→ **Problems to work on**:
- 1) Decide whether each statement agrees with the article on capitalizing "Black." Answer yes or no for each, and quote the deciding words from the article. (a) The Associated Press has already switched to capitalizing "Black." (b) The Washington Post has adopted the capitalized form in its own pages. (c) Kwame Anthony Appiah argues for the change in The Atlantic.
- 2) Extend the article on capitalizing "Black" with a few paragraphs in the same voice, starting right after its closing question.

→ **Document segment**:
....
Why you should capitalize Black as a proper adjective

Photo: Christopher Michel

In the past, I didn’t capitalize “Black” in text, when referring to a group of people. Now I will. The question of why it’s a proper adjective (derived from a proper noun) is worth discussing.

A number of publications have made the switch from “black” to “Black” when referring to people (as opposed to just colors). NYU philosophy professor Kwame Anthony Appiah makes the case eloquently in The Atlantic. The Columbia Journalism Review has a scholarly treatment. And the Washington Post documents the change in newsrooms and publications, including USA Today and other Gannett papers, the LA Times, NBC News, the Boston Globe, and the McClatchy newspaper chain. (The Post itself is still thinking about it.) The Associated Press hasn’t made the change — yet.

So when do you capitalize a word that refers to a group of people?
....
→ **Records**:
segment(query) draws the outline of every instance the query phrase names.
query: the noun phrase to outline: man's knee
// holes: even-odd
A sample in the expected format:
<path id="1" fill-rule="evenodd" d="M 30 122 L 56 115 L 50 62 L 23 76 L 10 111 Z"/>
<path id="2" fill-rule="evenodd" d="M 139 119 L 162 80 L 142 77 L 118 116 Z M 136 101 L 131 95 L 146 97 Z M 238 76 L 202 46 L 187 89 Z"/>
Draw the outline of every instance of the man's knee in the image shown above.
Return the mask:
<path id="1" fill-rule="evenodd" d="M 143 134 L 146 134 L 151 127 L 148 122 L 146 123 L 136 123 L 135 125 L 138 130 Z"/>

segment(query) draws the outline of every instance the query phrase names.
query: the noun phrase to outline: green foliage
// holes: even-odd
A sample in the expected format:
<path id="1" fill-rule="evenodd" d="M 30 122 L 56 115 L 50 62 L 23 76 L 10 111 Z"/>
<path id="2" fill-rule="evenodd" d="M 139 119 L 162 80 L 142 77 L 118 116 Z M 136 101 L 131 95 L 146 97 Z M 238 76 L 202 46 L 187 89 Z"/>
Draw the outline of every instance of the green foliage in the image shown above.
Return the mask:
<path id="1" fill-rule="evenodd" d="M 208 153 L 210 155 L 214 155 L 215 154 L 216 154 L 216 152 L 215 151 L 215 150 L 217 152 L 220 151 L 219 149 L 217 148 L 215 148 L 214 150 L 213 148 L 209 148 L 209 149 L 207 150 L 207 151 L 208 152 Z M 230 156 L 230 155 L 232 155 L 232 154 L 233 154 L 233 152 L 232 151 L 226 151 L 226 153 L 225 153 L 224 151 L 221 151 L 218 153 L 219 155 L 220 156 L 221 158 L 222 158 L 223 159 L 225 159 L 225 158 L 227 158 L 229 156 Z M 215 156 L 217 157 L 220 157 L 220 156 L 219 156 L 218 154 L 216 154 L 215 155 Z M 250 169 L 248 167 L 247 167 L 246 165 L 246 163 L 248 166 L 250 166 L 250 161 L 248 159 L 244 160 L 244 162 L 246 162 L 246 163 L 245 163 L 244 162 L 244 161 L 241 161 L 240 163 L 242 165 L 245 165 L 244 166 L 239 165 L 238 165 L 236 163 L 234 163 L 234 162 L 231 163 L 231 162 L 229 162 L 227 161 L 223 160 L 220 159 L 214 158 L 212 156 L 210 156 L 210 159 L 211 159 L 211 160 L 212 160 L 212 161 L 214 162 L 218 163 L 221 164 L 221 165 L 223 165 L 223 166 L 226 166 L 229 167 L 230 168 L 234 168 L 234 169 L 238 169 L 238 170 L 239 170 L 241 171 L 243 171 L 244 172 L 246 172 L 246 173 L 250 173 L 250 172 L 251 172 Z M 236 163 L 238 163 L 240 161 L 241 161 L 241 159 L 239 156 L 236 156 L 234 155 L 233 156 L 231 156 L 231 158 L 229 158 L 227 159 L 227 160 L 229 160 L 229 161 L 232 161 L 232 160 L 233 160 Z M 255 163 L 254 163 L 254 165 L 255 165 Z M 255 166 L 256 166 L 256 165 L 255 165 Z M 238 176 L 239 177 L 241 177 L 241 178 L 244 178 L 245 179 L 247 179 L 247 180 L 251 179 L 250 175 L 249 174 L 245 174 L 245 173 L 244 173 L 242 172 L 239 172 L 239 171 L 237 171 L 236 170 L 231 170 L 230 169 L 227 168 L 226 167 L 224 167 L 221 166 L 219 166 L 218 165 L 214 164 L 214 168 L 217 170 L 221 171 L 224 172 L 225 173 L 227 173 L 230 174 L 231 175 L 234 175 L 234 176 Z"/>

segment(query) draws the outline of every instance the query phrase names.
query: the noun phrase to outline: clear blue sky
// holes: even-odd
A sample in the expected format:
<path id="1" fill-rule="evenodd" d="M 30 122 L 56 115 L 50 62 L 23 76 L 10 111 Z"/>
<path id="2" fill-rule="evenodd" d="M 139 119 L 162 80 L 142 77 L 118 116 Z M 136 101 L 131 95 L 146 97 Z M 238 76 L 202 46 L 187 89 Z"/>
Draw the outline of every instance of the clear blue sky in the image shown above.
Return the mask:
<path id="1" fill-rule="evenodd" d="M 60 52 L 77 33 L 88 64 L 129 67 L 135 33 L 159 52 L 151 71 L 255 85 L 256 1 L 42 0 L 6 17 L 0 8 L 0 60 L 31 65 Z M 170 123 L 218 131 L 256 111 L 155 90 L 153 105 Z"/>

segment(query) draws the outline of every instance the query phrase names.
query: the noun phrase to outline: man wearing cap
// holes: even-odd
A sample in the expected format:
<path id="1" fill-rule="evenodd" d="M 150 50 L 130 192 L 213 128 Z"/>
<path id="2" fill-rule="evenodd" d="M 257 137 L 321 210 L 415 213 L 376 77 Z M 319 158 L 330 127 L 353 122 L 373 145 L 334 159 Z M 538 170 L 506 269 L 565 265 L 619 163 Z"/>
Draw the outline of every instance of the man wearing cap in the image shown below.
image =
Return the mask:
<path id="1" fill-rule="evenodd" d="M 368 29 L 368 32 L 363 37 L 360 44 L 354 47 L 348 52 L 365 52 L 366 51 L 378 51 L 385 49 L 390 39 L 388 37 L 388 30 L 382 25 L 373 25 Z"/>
....
→ **Results of the exercise**:
- 1)
(a) No: "The Associated Press hasn’t made the change — yet."
(b) No: "(The Post itself is still thinking about it.)"
(c) Yes: "NYU philosophy professor Kwame Anthony Appiah makes the case eloquently in The Atlantic."

- 2)
Proper adjectives and ethnic groups

We all learned about proper nouns in school. A proper noun refers to a specific person, place, thing, or group. For example, The White House is a proper noun (but if you live in “a white house,” that’s not a proper noun, hence no caps). The same applies to individuals — Barack Obama — companies — Facebook — or countries and other geographic entities — France, Normandy, Latin America, the Middle East.

A proper adjective is an adjective derived from a proper noun. Hence it is correct to write about Asian cuisine, Catholic priests, Utahn morals, or Southern hospitality. (Note that the last refers to “the South,” a specific part of the U.S., as opposed to the direction “south.”)

Because most ethnic descriptions are derived from place names, they’re typically capitalized as proper adjectives. For example, you could refer to the Asian tradition, the Hispanic consciousness (which is derived from the name for Spain), and Polish humor. The same also applies to names derived from religions: the Jewish vote.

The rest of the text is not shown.